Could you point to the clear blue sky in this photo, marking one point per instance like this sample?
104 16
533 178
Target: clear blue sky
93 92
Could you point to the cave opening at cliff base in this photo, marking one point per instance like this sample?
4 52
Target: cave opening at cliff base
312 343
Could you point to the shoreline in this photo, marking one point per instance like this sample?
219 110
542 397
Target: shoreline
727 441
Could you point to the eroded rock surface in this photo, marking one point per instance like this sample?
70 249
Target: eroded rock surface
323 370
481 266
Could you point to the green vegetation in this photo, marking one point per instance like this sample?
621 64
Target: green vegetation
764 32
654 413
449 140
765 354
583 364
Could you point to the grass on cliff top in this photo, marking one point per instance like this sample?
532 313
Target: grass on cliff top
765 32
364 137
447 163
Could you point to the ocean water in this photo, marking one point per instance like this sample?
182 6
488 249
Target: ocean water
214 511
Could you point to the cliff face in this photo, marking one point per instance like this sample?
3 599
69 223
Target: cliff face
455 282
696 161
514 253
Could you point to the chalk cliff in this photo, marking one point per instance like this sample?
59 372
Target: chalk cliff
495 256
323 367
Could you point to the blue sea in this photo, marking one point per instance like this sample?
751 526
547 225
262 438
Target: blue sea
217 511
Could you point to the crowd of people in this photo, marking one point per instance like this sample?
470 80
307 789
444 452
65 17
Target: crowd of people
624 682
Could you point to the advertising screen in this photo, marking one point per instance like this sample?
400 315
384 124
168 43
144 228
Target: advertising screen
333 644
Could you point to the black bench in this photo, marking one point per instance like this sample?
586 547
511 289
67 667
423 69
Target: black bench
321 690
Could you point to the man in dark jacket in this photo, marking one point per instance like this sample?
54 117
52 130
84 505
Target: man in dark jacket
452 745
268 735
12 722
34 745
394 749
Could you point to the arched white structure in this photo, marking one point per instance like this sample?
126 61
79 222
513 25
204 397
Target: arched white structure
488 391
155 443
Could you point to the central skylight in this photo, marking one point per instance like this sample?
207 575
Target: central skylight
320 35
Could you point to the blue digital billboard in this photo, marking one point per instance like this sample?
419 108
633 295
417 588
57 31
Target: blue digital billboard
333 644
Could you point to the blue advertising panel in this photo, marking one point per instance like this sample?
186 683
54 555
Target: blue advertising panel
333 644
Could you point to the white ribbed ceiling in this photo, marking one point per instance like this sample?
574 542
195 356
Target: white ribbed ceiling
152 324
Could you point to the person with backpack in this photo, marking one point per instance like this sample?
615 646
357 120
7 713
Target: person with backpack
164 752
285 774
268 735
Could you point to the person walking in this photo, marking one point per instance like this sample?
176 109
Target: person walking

=====

◆ Required work
Output all of the material exactly as written.

◆ Solution below
Could you point to the clear blue sky in this photo, marking one point per instance like this sample?
104 16
533 178
Target: clear blue sky
93 92
Could you point to the cave opening at cliff base in this photo, marking one point per instance like this sample?
4 52
Target: cave opening at cliff base
312 343
Could you point to the shoreline in this photo, marking one point per instance like this sample?
219 110
542 397
Target: shoreline
727 441
Could you point to the eroded rock surface in this photo, marking one point per instance like this sample?
70 249
Target: eroded rock surface
323 370
481 266
Could you point to the green vegetation in this photo, marking one point per instance like this sample?
621 64
Target: green vegetation
764 32
654 413
449 140
765 354
583 364
Could you point to the grass on cliff top in this photo, marking one point per instance like this sample?
532 313
Target: grass on cliff top
765 32
364 137
447 163
Could you point to the ocean water in this photo, marking one point per instance like this sample?
182 6
488 249
Target: ocean water
214 511
Could you point to the cliff face in this photo, marking one point per instance like this sample?
3 599
69 223
Target: cliff face
455 282
696 161
514 253
Could you point to the chalk cliff in this photo, marking one point per instance like this sample?
59 372
Target: chalk cliff
495 256
323 367
Could you point to the blue sea in this photo, marking one point per instance like this sample?
751 526
547 225
262 438
Target: blue sea
217 511
Could you point to the crowd of people in this photo, marking one point per instance like this sample?
470 80
307 789
444 452
65 17
Target: crowd of people
624 682
Could you point to the advertising screen in this photo, marking one point per instance like this sample?
400 315
384 124
168 43
144 228
Target: advertising screen
333 644
Could you point to the black bench in this photo, marking one point per instance like this sample?
586 547
511 289
67 667
423 69
Target: black bench
321 690
Could you point to the man in dark jacket in this photo, marking one point per instance like this sample?
54 117
52 130
84 505
Target: man in dark jacket
452 745
268 735
12 722
34 745
394 749
Could you point to the arched white structure in this photo, marking one point per instance like this sample?
126 61
79 222
513 25
204 397
Target: arched white structure
488 391
155 443
Could you point to the central skylight in this photo, marking one point per instance like this sample?
207 575
Target: central skylight
320 35
Could you point to the blue digital billboard in this photo, marking one point per instance like this sample?
419 108
633 295
417 588
57 31
Target: blue digital billboard
333 644
Could you point to the blue advertising panel in this photo, marking one point per instance like this sample?
186 683
54 555
Target: blue advertising panel
333 644
Could you point to the white ribbed ceiling in this photo, marking one point per instance like this sample?
574 542
195 356
Target: white ribbed ceiling
152 324
Could you point to the person with backpack in this photo, marking one point per instance like this sample?
615 646
357 120
7 713
Target: person with backpack
164 752
285 774
268 735
Could you point to the person walking in this photo, marking one point per instance like this sample?
176 109
Target: person walking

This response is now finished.